• [GIVEN INSTRUCTION 1]
Answer these questions from the passage on prison legal mail below, one answer per line, marked (a), (b) and (c) to match.
(a) What did the Sixth Circuit hold in Sallier about mail from a court?
(b) What rare step did the Court take in Allah v. Chambers-Smith?
(c) Which case is cited for calling a preliminary injunction "an extraordinary remedy"?
• [GIVEN INSTRUCTION 2]
Please rewrite the paragraph of the passage on prison legal mail that begins "As stated, and without objection" in a shorter form, keeping its main facts.
• [GIVEN INSTRUCTION 3]
Carry on the passage on prison legal mail from the point where it stops.

• [PASSAGE GIVEN]
* begin *

Allah v. Chambers-Smith, No. 2:22-cv-21-EAS-KAJ, 2023 WL 4030632, at *2 (S.D. Ohio, June 15, 2023). In Sallier, 343 F.3d at 877, the Sixth Circuit specifically held “that mail from a court constitutes ‘legal mail' and cannot be opened outside the presence of a prisoner who has specifically requested otherwise.”

In Allah v. Chambers-Smith, the plaintiff also claimed interference with mail sent from an attorney. The Court took the rare step of appointing counsel in that case. (Id., Doc. 57).

As stated, and without objection from the State of Ohio, this Court has entered an order requiring mail from this Court addressed to the two Plaintiffs herein to be classified as “legal mail” during the pendency of this case, regardless of whether it contains a “control number.” While limited in scope, that order diminishes the likelihood of irreparable injury to Plaintiffs in this case.

Of course, Plaintiffs seek much broader injunctive relief. In support of a preliminary injunction, they assert claims “not exclusively based on access to the court but also the illegal seizure of the [legal] mail, violation of the privacy, the altering of the [legal] mail, the [legal] mail missing pages, being copied in a manner that make them illegible etc.” (Doc. 41 at 7, PageID 536). As part of an amended complaint authorized by an Order filed herewith, Plaintiffs have filed declarations that assert that Defendants have unconstitutionally interfered with their receipt of “legal mail” from both state and federal courts on multiple dates. Based on their position that the current ODRC mail policy as applied is unconstitutional, Plaintiffs seek the immediate entry of a TRO and preliminary injunction.

The undersigned recommends against the broader TRO and preliminary injunctive relief that Plaintiffs seek at this time. “A preliminary injunction is an extraordinary remedy which should be granted only if the movant carries his or her burden of proving that the circumstances clearly demand it.” See Overstreet v. Lexington-Fayette Urban County Government, 305 F.3d 566, 573 (6th Cir. 2002). And when an injunction is sought by an inmate against state prison officials, the Sixth Circuit has noted that findings of fact in support of any granted relief are “especially critical” since such an order would necessarily intrude “significantly into the prerogatives of state correctional officials.” See Glover v. Johnson, 855 F.2d 277, 284 (6th Cir. 1988); Kendrick v. Bland, 740 F.2d 432, 438, n. 3 (6th Cir. 1984) (“[W]here state penal institutions are involved, federal courts have a further reason for deference to the appropriate prison authorities”).

* end *

• [DATA PROVIDED]
* begin *

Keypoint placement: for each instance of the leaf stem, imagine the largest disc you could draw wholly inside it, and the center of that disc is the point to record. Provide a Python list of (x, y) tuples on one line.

* end *

• [FINAL RESULT 1]
(a) It held that mail from a court is "legal mail" and cannot be opened outside the presence of a prisoner who has specifically requested otherwise.
(b) It appointed counsel.
(c) Overstreet v. Lexington-Fayette Urban County Government, 305 F.3d 566, 573 (6th Cir. 2002).

• [FINAL RESULT 2]
With no objection from the State of Ohio, the Court has ordered that its mail to the two Plaintiffs be classified as "legal mail" while the case is pending, even if it lacks a "control number." The order is limited in scope but reduces the likelihood of irreparable injury to Plaintiffs.

• [FINAL RESULT 3]
Plaintiffs argue that the Defendants should bear the burden of proving the constitutionality of their actions in opening “legal mail” and in copying, delaying delivery, or altering such “legal mail” outside their presence. Plaintiffs particularly advocate for preliminary injunctive relief that would preclude “delay” in the delivery of asserted legal mail. But all of Plaintiffs' arguments rest on the premise that the revised ODRC policy is unconstitutional. But whether the definition of “legal mail” in the revised ODRC policy is constitutional is far from “well-settled.” See Allah, No. 2:22-cv-21-EAS-KAJ, 2023 WL 4030632, at *2 (citing unpublished case that found the revised policy to be constitutional). The requested broad preliminary injunctive relief would require this Court to first make factual findings concerning what is, or should be, categorized as “legal mail” under the ODRC policy before drawing legal conclusions concerning the constitutionality of the “legal mail” policy as applied.

The State of Ohio questions Plaintiffs' attribution of delay to Defendants' enforcement of the new mail policy, as opposed to delays by the U.S. Postal Service or for other reasons. In their reply, Plaintiffs rely heavily on a “well-established presumption that a letter which is properly sealed, stamped, addressed and deposited in the United States mails is presumed to reach the addressee....in due course of the mails,” with the respective time limits prescribed for the delivery of First Class mail by 39 C.F.R. § 121.1. (See Doc. 41 at 4-5, PageID 533-34). But none of the authority cited by Plaintiffs for the “presumption” involves mail delivered in the context of a prison system.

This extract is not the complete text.